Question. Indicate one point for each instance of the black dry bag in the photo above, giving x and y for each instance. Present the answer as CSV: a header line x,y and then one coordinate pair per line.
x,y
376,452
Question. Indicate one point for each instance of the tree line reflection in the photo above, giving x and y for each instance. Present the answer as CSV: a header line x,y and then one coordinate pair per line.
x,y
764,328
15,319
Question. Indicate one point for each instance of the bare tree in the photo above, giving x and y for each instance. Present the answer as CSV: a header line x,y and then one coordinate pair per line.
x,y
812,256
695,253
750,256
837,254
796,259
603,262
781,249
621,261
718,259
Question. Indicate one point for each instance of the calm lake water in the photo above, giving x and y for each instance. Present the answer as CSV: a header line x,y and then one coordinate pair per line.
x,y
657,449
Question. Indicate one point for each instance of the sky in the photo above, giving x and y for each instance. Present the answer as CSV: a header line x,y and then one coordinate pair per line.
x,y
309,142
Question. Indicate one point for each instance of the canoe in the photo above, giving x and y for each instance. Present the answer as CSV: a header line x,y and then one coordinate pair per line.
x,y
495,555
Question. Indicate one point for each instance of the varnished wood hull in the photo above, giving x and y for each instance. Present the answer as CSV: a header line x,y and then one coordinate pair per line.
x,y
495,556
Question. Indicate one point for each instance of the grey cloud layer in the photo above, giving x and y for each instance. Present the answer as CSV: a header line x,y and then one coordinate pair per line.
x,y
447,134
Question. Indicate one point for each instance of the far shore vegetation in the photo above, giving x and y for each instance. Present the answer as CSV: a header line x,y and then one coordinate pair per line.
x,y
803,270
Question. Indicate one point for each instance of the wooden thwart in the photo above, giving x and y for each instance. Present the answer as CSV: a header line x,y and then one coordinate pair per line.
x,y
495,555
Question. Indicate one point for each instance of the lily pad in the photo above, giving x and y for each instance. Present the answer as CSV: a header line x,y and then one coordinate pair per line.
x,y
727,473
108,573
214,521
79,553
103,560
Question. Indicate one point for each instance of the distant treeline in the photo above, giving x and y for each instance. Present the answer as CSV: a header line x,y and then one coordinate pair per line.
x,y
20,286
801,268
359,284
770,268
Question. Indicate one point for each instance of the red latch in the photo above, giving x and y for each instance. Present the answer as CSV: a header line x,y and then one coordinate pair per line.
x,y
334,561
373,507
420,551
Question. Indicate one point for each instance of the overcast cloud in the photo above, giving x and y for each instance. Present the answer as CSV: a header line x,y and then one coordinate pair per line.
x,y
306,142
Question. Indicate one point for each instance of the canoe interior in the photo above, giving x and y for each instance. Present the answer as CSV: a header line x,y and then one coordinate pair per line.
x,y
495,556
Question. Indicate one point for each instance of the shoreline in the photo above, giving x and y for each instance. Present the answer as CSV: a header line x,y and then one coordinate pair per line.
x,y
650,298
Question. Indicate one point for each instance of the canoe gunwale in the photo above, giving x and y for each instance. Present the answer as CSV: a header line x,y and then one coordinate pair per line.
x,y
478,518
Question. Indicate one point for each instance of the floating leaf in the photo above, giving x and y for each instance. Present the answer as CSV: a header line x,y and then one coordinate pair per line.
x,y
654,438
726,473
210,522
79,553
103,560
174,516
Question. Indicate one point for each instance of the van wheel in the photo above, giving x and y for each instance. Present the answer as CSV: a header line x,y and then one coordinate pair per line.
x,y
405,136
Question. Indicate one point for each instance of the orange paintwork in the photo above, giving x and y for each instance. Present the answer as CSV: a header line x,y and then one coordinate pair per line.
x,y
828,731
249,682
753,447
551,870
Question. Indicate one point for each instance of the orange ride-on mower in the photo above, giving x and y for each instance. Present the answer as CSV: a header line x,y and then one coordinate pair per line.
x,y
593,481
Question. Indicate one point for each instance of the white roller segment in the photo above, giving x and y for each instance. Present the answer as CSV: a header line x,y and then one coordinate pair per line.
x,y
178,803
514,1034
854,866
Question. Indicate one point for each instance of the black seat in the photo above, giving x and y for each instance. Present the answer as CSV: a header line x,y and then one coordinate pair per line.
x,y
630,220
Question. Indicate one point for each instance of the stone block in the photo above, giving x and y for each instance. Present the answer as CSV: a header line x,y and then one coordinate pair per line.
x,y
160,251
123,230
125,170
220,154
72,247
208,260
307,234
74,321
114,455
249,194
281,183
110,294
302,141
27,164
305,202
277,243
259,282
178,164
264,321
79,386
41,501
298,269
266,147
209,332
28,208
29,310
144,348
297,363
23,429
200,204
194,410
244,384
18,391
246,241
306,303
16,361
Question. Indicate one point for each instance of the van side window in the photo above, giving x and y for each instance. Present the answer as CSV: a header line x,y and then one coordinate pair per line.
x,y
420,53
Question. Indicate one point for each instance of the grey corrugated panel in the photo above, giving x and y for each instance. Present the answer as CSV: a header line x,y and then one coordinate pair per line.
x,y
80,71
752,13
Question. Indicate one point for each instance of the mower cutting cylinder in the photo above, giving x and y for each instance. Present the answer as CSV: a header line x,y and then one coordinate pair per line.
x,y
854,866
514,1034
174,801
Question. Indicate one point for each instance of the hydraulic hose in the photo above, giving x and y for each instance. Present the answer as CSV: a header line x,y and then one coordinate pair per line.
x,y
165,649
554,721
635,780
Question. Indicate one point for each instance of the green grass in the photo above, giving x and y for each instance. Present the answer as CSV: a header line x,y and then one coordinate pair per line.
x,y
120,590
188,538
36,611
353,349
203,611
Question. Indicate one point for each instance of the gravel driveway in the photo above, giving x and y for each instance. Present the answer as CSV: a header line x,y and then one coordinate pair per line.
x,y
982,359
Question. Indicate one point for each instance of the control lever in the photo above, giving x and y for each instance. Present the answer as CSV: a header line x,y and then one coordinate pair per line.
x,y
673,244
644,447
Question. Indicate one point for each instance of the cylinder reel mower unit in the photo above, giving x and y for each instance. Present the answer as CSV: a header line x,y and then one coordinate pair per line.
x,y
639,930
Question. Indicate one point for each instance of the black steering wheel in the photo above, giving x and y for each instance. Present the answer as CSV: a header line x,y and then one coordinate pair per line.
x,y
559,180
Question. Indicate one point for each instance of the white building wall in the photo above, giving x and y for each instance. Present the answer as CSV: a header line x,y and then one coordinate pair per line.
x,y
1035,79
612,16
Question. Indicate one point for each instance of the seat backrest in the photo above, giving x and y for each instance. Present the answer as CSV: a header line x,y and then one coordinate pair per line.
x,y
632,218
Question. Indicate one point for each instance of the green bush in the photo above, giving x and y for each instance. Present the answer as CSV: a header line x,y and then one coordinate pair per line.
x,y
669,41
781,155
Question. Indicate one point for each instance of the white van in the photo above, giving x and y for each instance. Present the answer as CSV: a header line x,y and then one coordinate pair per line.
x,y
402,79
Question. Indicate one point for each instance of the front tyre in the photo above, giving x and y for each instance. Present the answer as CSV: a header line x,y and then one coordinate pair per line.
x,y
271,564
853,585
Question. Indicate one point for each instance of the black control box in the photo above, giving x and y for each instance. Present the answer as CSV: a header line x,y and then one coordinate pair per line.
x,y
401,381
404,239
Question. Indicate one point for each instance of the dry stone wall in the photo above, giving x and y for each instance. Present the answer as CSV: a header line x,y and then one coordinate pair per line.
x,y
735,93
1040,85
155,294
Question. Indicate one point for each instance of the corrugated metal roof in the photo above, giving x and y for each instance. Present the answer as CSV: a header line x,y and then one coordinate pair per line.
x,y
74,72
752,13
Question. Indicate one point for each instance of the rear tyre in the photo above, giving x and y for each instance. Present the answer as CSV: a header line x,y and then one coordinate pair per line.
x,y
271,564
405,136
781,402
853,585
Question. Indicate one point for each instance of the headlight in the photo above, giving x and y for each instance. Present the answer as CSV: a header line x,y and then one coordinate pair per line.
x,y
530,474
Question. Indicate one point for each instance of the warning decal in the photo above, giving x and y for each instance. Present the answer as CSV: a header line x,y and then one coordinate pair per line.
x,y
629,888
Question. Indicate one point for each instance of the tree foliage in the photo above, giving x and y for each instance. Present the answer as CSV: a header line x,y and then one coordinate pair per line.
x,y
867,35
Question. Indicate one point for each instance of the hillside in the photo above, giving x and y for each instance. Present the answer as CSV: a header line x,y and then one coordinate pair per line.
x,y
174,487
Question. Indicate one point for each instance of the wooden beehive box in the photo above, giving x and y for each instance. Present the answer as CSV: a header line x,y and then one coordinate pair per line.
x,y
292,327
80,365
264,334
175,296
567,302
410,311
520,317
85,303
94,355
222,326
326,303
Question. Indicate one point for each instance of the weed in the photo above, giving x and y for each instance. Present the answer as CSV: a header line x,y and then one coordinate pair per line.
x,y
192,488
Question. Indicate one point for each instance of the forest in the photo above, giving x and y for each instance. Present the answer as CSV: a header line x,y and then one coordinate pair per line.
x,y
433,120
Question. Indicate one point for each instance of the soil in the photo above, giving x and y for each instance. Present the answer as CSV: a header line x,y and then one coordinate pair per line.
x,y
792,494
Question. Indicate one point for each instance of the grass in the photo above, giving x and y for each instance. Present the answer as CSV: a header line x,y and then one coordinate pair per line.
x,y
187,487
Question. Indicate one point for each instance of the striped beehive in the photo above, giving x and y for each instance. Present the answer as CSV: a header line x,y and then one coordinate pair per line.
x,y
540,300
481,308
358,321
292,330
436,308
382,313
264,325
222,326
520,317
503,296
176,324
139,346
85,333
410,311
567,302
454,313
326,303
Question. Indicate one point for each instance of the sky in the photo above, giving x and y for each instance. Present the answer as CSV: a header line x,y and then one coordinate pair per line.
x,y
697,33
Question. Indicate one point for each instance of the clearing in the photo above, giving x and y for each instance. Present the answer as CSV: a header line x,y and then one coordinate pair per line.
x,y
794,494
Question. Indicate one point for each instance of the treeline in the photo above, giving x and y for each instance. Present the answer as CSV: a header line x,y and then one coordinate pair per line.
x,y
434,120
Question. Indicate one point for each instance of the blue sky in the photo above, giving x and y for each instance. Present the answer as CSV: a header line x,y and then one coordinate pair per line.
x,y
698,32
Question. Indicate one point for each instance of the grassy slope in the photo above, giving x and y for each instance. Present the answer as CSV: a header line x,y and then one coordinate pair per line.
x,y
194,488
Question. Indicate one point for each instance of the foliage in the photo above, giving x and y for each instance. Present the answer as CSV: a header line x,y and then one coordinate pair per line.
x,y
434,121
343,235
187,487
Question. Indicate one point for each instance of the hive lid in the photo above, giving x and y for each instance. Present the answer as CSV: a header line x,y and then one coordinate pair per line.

========================================================================

= Task instructions =
Quote exactly what appears from the line containing "Question. Indicate one point for each instance of the soil" through the final line of the listing above, including both of those lines.

= Response to this exercise =
Question. Indicate one point for each instance of the soil in the photo above, giving x and y for each instance. Present the answer as CSV: a header line x,y and then one coordinate pair per line.
x,y
792,494
Question. Indicate one point for each instance of the grass in the photo above, giving x and y for each instance. Present the answer as CSV: a header line x,y and then one coordinate pair per line.
x,y
187,487
Question. Indicate one point for each instance of the striped beehive in the photo above, giving x and y for each instance. Present the answer as CSV: a header line x,y and then one coordinate pair per line.
x,y
540,300
481,308
358,321
292,330
436,308
382,313
264,325
222,326
520,317
503,296
176,324
139,346
85,333
410,311
567,302
454,313
326,303
Question. Indicate one point for each instance of the sky in the photo above, giving x and y for each instance. Present the answer as CSV: a header line x,y and then one coordinate pair per line.
x,y
697,33
Question. Indicate one point for each instance of the clearing in the photo above, giving x and y for each instance. Present the answer as CSV: a header line x,y and then one coordinate pair per line.
x,y
794,494
Question. Indicate one point for each instance of the treeline in the photo above, giving x and y for each instance. Present the answer as CSV: a header line x,y and then one coordinate pair per line.
x,y
434,120
Question. Indicate one point for each instance of the blue sky in the photo above, giving x and y for each instance. Present the answer as CSV: a header line x,y and then one coordinate pair per line.
x,y
698,32
Question. Indicate one point for each instance of the grassy slope in the photo above, giving x and y for each instance. Present the answer as CSV: a header line x,y and then one coordinate pair per line.
x,y
194,488
Question. Indicate one point for each instance of the foliage in the photo above, giving x and y for each instance. Present the answer as CSV: a header line x,y and then one coordinate pair per line.
x,y
434,121
343,235
187,487
Question. Indicate one point for each instance of the hive lid in the photo above, giving x and y for each instance. Present the answer as CSV: a header line x,y and then one coordinate pair per line.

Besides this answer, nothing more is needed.